** begin SUPPLIED RECORDS **

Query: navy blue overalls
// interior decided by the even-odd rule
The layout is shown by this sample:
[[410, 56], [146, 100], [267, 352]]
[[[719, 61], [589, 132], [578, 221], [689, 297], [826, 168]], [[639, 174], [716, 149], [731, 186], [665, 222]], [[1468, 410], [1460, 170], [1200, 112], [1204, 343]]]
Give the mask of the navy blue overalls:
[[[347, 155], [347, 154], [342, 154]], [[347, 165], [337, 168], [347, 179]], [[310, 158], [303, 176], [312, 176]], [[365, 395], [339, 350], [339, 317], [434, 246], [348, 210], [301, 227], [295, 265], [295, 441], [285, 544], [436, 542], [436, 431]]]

** end SUPPLIED RECORDS **
** begin SUPPLIED RECORDS **

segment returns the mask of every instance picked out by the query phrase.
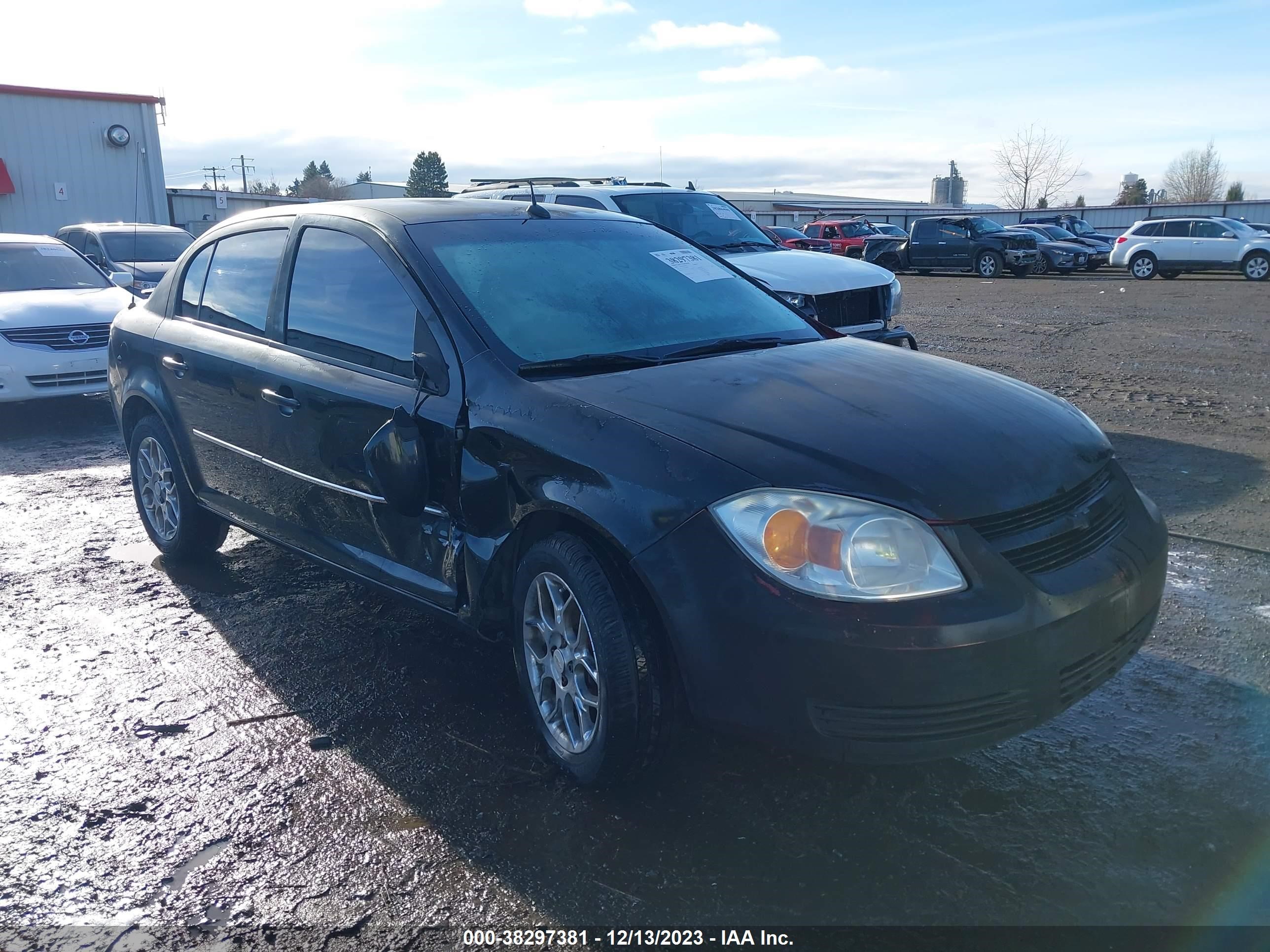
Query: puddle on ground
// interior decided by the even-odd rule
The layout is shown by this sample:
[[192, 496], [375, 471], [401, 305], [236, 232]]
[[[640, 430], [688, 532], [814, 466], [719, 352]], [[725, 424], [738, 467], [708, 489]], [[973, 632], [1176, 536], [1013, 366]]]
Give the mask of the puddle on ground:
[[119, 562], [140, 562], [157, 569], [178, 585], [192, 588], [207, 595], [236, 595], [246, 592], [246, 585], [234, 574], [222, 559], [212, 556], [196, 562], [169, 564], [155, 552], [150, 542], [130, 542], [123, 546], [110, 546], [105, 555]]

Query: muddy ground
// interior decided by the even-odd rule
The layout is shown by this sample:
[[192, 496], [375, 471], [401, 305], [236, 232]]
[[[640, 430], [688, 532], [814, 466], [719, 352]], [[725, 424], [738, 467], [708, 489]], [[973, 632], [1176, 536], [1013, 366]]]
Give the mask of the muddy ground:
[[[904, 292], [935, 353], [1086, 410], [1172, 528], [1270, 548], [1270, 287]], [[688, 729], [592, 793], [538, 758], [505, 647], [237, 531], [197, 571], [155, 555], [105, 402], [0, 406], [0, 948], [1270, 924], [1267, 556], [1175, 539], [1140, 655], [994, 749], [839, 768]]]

** end SUPPLIED RECORDS **
** begin SUPPLIED RECORDS **

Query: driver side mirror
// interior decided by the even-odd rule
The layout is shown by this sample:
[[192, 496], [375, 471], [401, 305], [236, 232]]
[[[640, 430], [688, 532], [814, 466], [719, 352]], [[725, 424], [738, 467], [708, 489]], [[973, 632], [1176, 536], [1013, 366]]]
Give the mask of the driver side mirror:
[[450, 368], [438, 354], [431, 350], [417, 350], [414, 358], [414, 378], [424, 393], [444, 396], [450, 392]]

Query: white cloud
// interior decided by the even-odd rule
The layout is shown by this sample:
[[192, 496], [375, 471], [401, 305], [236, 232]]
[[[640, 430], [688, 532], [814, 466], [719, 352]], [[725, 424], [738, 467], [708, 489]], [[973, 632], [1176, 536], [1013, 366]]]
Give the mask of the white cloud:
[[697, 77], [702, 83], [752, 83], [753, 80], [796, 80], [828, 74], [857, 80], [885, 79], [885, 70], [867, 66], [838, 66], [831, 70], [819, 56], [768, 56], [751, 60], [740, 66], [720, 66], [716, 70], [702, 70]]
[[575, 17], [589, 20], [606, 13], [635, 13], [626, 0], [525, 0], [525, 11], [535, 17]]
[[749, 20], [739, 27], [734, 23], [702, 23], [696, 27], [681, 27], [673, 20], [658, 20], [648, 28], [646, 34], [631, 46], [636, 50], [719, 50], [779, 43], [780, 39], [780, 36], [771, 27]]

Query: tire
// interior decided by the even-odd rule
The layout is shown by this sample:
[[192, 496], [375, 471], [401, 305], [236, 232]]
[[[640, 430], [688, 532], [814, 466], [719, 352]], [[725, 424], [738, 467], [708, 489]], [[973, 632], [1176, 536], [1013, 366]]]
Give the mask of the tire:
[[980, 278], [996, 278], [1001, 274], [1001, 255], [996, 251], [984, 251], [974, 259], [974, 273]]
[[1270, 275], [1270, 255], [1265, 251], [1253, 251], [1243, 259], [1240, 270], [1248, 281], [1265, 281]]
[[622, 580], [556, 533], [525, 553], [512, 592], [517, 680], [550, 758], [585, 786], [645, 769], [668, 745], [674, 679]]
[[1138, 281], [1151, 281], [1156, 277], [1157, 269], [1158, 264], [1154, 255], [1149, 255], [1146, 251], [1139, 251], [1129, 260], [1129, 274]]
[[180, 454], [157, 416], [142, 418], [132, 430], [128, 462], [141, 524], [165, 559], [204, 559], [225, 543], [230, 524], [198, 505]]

** end SUPPLIED RECORDS **

STATED PROBLEM: Write out the lines of the records starting at the one containing "segment returns the" and ending at the one containing "749], [839, 768]]]", both included, with the pictures left out.

SOLUTION TO THIS PROBLEM:
segment returns the mask of every instance picked out by the query phrase.
Query: puddle on ground
// interior decided by the even-odd rule
The layout is shown by this sample:
[[192, 496], [375, 471], [401, 305], [236, 232]]
[[[640, 430], [688, 532], [814, 466], [719, 352]], [[725, 424], [738, 467], [708, 489]], [[973, 632], [1176, 536], [1013, 366]]]
Give the mask of the puddle on ground:
[[119, 562], [140, 562], [157, 569], [178, 585], [192, 588], [207, 595], [236, 595], [246, 592], [246, 585], [234, 574], [222, 559], [212, 556], [196, 562], [169, 564], [155, 552], [150, 542], [130, 542], [123, 546], [110, 546], [105, 555]]

Query: muddy ground
// interior decided by the even-odd rule
The layout is shown by this sample:
[[192, 496], [375, 471], [401, 305], [236, 232]]
[[[640, 430], [688, 532], [814, 466], [719, 352]], [[725, 424], [738, 467], [708, 489]], [[973, 632], [1176, 536], [1013, 366]]]
Give the mask of the muddy ground:
[[[904, 292], [935, 353], [1086, 410], [1172, 528], [1270, 548], [1270, 287]], [[688, 729], [592, 793], [538, 758], [505, 647], [237, 531], [197, 571], [155, 555], [105, 402], [0, 406], [0, 948], [1270, 924], [1267, 556], [1175, 539], [1140, 655], [994, 749], [839, 768]]]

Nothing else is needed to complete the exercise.